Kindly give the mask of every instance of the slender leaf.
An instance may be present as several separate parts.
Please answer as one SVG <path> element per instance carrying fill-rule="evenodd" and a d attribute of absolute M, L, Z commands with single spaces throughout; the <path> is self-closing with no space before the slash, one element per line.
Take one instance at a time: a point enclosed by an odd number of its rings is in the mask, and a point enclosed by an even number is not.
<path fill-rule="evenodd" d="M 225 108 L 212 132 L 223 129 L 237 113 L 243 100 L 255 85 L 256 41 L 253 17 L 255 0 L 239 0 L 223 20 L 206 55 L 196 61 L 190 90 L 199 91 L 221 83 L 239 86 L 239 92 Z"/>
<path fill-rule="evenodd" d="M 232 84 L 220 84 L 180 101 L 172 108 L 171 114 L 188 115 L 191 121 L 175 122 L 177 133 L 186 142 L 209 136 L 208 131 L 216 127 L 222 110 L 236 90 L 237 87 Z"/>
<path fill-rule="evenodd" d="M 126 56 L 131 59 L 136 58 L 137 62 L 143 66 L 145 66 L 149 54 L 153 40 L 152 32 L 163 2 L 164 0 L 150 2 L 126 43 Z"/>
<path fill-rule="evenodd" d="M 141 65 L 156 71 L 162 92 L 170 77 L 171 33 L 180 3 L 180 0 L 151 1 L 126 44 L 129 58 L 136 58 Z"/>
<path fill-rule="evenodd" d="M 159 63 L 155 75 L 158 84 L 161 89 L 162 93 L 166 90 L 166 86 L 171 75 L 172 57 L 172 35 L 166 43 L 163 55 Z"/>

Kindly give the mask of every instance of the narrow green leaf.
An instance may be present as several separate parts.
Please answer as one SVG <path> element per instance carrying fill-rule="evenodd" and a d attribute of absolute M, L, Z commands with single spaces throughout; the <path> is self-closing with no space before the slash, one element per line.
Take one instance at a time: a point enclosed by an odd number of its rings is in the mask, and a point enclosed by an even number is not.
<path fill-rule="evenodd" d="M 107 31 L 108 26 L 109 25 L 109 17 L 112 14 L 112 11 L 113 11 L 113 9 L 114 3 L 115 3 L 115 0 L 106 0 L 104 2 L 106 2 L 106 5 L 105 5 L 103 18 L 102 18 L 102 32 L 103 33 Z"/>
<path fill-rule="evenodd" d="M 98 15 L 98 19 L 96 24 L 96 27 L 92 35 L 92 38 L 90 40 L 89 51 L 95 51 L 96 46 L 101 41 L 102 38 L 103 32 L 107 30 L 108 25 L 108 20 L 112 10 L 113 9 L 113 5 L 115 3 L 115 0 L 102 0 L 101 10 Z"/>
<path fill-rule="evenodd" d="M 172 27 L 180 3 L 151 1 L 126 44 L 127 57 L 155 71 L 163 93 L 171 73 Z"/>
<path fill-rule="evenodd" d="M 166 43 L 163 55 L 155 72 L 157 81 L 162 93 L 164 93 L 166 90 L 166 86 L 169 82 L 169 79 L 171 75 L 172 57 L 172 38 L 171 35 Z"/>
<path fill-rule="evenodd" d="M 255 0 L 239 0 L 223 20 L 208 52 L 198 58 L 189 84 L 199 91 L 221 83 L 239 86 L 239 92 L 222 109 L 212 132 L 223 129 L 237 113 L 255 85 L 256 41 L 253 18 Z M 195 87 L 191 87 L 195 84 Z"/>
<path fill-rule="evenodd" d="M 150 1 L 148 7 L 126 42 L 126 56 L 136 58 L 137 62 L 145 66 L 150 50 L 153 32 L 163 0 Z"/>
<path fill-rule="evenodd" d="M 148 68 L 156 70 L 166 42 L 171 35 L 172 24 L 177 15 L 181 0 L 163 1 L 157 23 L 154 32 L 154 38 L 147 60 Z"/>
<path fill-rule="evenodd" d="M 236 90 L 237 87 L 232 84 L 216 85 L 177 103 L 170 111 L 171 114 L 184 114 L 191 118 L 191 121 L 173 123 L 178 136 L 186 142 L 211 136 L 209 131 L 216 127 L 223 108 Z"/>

_Exercise aim_.
Put every line of the items above into a Markdown table with two columns, Row and Line, where Row holds the row number and Line holds the line. Leave out the blank lines.

_Solution for this task_.
| Row | Line |
|---|---|
| 1 | Kindly give the mask of every instance of the slender leaf. |
| 2 | An instance may be present as several separate parts. |
| 3 | Please answer as one SVG <path> element per instance carrying fill-rule="evenodd" and a d attribute of absolute M, L, Z commands with single spaces throughout; the <path> is self-closing with no space before the slash, one element per line. |
| 4 | Take one instance at a time: a point enclosed by an odd number of its rings is in the mask, and a point enclosed by an even number is not. |
| 5 | <path fill-rule="evenodd" d="M 225 108 L 212 132 L 223 129 L 237 113 L 243 100 L 255 85 L 256 41 L 253 17 L 255 0 L 239 0 L 223 20 L 206 55 L 196 61 L 190 90 L 199 91 L 221 83 L 239 86 L 239 92 Z"/> |
| 6 | <path fill-rule="evenodd" d="M 232 84 L 220 84 L 180 101 L 172 108 L 171 114 L 188 115 L 191 121 L 175 122 L 177 133 L 186 142 L 209 136 L 208 131 L 216 127 L 222 110 L 236 90 L 237 87 Z"/> |
| 7 | <path fill-rule="evenodd" d="M 126 56 L 131 59 L 136 58 L 137 62 L 143 66 L 145 66 L 149 54 L 153 40 L 152 32 L 163 2 L 164 0 L 150 2 L 126 43 Z"/> |
| 8 | <path fill-rule="evenodd" d="M 141 65 L 156 71 L 162 92 L 170 77 L 171 33 L 180 3 L 180 0 L 151 1 L 126 44 L 129 58 L 136 58 Z"/> |
| 9 | <path fill-rule="evenodd" d="M 159 63 L 155 75 L 158 84 L 161 89 L 162 93 L 166 90 L 166 86 L 171 75 L 172 57 L 172 35 L 166 43 L 163 55 Z"/> |
| 10 | Kindly give the mask of every instance of the narrow green leaf. |
| 11 | An instance may be present as several separate parts. |
| 12 | Please answer as one SVG <path> element per instance carrying fill-rule="evenodd" and a d attribute of absolute M, L, Z commands with single spaces throughout; the <path> is self-closing with no space before the slash, one element per line. |
| 13 | Take one instance at a time: a point enclosed by an odd number of its rings is in the mask, and a point enclosed by an even number is not. |
| 14 | <path fill-rule="evenodd" d="M 107 31 L 108 26 L 109 25 L 109 17 L 112 14 L 112 11 L 113 11 L 113 9 L 114 3 L 115 3 L 115 0 L 106 0 L 104 2 L 106 2 L 106 5 L 105 5 L 103 18 L 102 18 L 102 32 L 103 33 Z"/> |
| 15 | <path fill-rule="evenodd" d="M 98 15 L 98 19 L 96 24 L 96 27 L 92 35 L 92 38 L 90 40 L 89 51 L 95 51 L 96 46 L 101 41 L 102 38 L 103 32 L 107 30 L 108 25 L 108 20 L 112 10 L 113 9 L 113 5 L 115 3 L 115 0 L 102 0 L 101 10 Z"/> |
| 16 | <path fill-rule="evenodd" d="M 172 27 L 180 3 L 151 1 L 126 44 L 127 57 L 155 71 L 163 93 L 171 73 Z"/> |
| 17 | <path fill-rule="evenodd" d="M 166 43 L 163 55 L 155 72 L 157 81 L 162 93 L 164 93 L 166 90 L 166 86 L 169 82 L 169 79 L 171 75 L 172 57 L 172 38 L 171 35 Z"/> |
| 18 | <path fill-rule="evenodd" d="M 255 0 L 239 0 L 223 20 L 208 52 L 198 58 L 189 84 L 199 91 L 221 83 L 239 86 L 239 92 L 222 109 L 212 132 L 223 129 L 237 113 L 255 85 L 256 41 L 253 18 Z M 195 87 L 191 87 L 195 84 Z"/> |
| 19 | <path fill-rule="evenodd" d="M 150 1 L 148 7 L 126 42 L 126 56 L 136 58 L 137 62 L 145 66 L 150 50 L 153 32 L 163 0 Z"/> |
| 20 | <path fill-rule="evenodd" d="M 148 68 L 156 70 L 166 42 L 171 35 L 172 24 L 177 15 L 181 0 L 163 1 L 157 23 L 154 32 L 154 38 L 147 60 Z"/> |
| 21 | <path fill-rule="evenodd" d="M 236 90 L 237 87 L 232 84 L 216 85 L 177 103 L 170 111 L 171 114 L 184 114 L 191 118 L 191 121 L 173 123 L 178 136 L 186 142 L 211 136 L 209 131 L 216 127 L 223 108 Z"/> |